> _Documento_:
Le “Equilibriste”…
Dal movimento femminista degli anni 70’ molte cose sono cambiate per le donne, in Italia e nel mondo. In un passato relativamente recente, però alle donne sposate non era nemmeno consentito disporre del reddito proveniente dal proprio lavoro (il riferimento chiaramente è a quelle a cui era concessa la possibilità di lavorare fuori casa).
Mentre il lavoro femminile extradomestico è diventato, dopo anni di lotta, un presupposto del contesto socio economico e culturale contemporaneo, la battaglia verso la parità di opportunità nel mercato del lavoro non è ancora finita e la strada percorrere sembra essere molto lunga.
Se da un lato, c’è un contesto socio economico che presuppone sempre di più la necessità d un doppio reddito per far fronte alle spese familiari, dall‘altro spesso le donne non hanno la possibilità’ di conciliare lavoro e vita domestica.
Frequentemente infatti, esse si trovano a dover scegliere tra la famiglia e la carriera, riscontrando difficoltà nella crescita professionale a causa delle problematiche relative alla gestione degli impegni domestici e di quelli lavorativi.

> _Sezione dati_:

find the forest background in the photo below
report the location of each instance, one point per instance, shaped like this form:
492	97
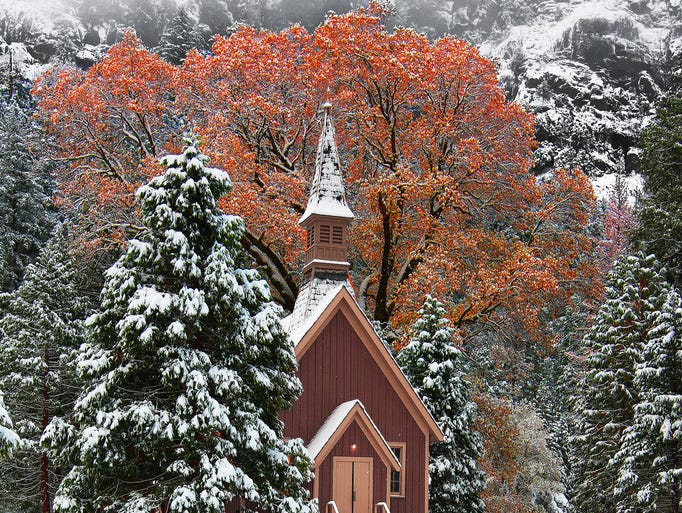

> _Consegna 1_:
Ricopia senza modifiche il tratto del documento sulle donne e il lavoro che va da "Mentre il lavoro" fino a "di quelli lavorativi.".
> _Consegna 2_:
Secondo il documento sulle donne e il lavoro, perché le donne fanno fatica a crescere nella carriera? Spiegalo in una o due frasi.

> _Soluzione completa 1_:
Mentre il lavoro femminile extradomestico è diventato, dopo anni di lotta, un presupposto del contesto socio economico e culturale contemporaneo, la battaglia verso la parità di opportunità nel mercato del lavoro non è ancora finita e la strada percorrere sembra essere molto lunga.
Se da un lato, c’è un contesto socio economico che presuppone sempre di più la necessità d un doppio reddito per far fronte alle spese familiari, dall‘altro spesso le donne non hanno la possibilità’ di conciliare lavoro e vita domestica.
Frequentemente infatti, esse si trovano a dover scegliere tra la famiglia e la carriera, riscontrando difficoltà nella crescita professionale a causa delle problematiche relative alla gestione degli impegni domestici e di quelli lavorativi.

> _Soluzione completa 2_:
Fanno fatica perché devono gestire insieme gli impegni di casa e quelli di lavoro, e spesso non riescono a conciliarli. Per questo si trovano spesso a dover scegliere tra la famiglia e la carriera.